#### THE TASK
Begin with the line containing "In this exercise you will mark the man's right" and copy each line exactly through the last line of the entries, inclusive.

Records contained in a dataset
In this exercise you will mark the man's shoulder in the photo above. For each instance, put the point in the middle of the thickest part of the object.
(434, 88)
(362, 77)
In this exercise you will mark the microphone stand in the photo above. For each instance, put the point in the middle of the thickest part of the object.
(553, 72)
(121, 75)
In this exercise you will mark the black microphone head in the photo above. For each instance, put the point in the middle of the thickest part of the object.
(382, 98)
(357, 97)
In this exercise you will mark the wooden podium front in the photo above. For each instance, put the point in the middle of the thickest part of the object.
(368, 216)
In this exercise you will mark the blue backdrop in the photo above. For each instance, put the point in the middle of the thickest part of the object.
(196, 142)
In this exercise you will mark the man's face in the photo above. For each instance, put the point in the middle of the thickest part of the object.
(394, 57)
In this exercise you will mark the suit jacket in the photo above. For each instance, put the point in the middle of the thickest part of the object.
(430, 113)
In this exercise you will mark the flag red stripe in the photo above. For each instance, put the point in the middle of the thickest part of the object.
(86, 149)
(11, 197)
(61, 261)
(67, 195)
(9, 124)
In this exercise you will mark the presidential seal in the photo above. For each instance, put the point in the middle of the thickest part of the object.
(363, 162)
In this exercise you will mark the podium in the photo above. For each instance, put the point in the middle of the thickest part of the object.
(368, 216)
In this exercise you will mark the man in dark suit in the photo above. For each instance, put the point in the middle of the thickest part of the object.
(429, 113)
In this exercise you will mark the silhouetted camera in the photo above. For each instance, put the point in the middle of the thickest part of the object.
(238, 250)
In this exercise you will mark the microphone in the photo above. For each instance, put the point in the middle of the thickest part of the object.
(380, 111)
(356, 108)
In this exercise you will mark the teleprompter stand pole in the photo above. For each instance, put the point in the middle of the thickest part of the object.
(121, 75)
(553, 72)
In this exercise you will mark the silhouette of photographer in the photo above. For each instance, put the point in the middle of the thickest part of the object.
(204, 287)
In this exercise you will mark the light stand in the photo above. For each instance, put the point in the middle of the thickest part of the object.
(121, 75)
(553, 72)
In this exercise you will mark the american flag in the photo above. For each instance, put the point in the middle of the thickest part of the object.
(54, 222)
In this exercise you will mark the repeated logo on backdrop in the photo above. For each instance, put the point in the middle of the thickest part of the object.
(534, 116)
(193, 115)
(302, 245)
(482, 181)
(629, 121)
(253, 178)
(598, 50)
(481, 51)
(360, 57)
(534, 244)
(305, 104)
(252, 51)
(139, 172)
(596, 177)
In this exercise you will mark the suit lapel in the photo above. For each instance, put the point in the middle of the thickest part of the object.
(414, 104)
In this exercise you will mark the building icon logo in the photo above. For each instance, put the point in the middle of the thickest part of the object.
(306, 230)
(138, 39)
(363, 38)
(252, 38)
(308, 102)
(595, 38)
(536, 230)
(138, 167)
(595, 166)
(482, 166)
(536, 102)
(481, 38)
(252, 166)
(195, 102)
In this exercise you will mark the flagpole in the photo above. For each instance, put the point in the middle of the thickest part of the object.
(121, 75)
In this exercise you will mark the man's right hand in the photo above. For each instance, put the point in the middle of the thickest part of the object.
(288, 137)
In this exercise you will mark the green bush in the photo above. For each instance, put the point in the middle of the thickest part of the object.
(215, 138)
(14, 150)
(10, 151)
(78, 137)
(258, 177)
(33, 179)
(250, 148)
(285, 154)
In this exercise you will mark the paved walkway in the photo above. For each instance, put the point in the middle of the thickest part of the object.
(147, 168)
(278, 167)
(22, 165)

#### RESPONSE
In this exercise you will mark the man's right hand in the photo above. For each instance, put the point in the middle of the thickest part of the object.
(288, 137)
In this exercise you will mark the green bush in the photo above. For each instance, put the point in the middle of the thickest part of the object.
(215, 138)
(14, 150)
(10, 151)
(78, 137)
(258, 177)
(33, 179)
(250, 148)
(285, 154)
In this exercise you will mark the paved walkway in the photo above. For each instance, put the point in the middle of the thickest part of the object.
(147, 168)
(278, 167)
(22, 165)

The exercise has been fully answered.